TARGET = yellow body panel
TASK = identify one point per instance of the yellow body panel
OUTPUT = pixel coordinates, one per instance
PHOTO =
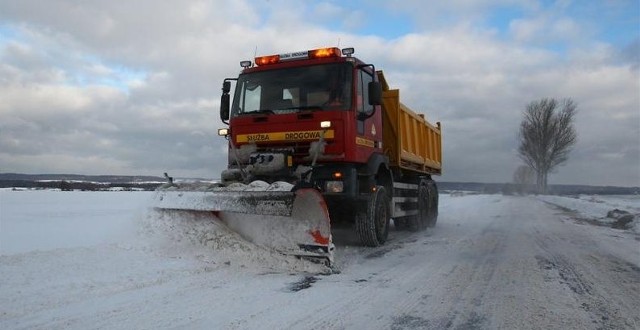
(409, 140)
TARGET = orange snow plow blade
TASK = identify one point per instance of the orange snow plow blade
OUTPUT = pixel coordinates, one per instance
(294, 223)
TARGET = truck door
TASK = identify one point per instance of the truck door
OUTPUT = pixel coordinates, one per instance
(369, 130)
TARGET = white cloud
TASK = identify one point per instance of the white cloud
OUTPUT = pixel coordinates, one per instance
--
**TASK REQUIREMENTS**
Lay out the lines of all the records above as a JSON list of strings, one string per line, with blank lines left out. Leave the pictures out of the answer.

**FINAL ANSWER**
[
  "TARGET = yellow body panel",
  "TASK = identify one point per instance of the yellow body panel",
  "OUTPUT = pixel coordinates, one per instance",
  "PHOTO =",
  "(409, 140)",
  "TARGET = orange snow plow blade",
  "TASK = identify one point per instance of the orange snow plow blade",
  "OUTPUT = pixel coordinates, one per instance",
  "(294, 223)",
  "TARGET = truck door",
  "TASK = identify one point per instance of the truck door",
  "OUTPUT = pixel coordinates, one per instance",
  "(369, 130)",
  "TARGET = white cloud",
  "TASK = identify one point per instance of the white cloud",
  "OUTPUT = pixel coordinates, one per instance"
]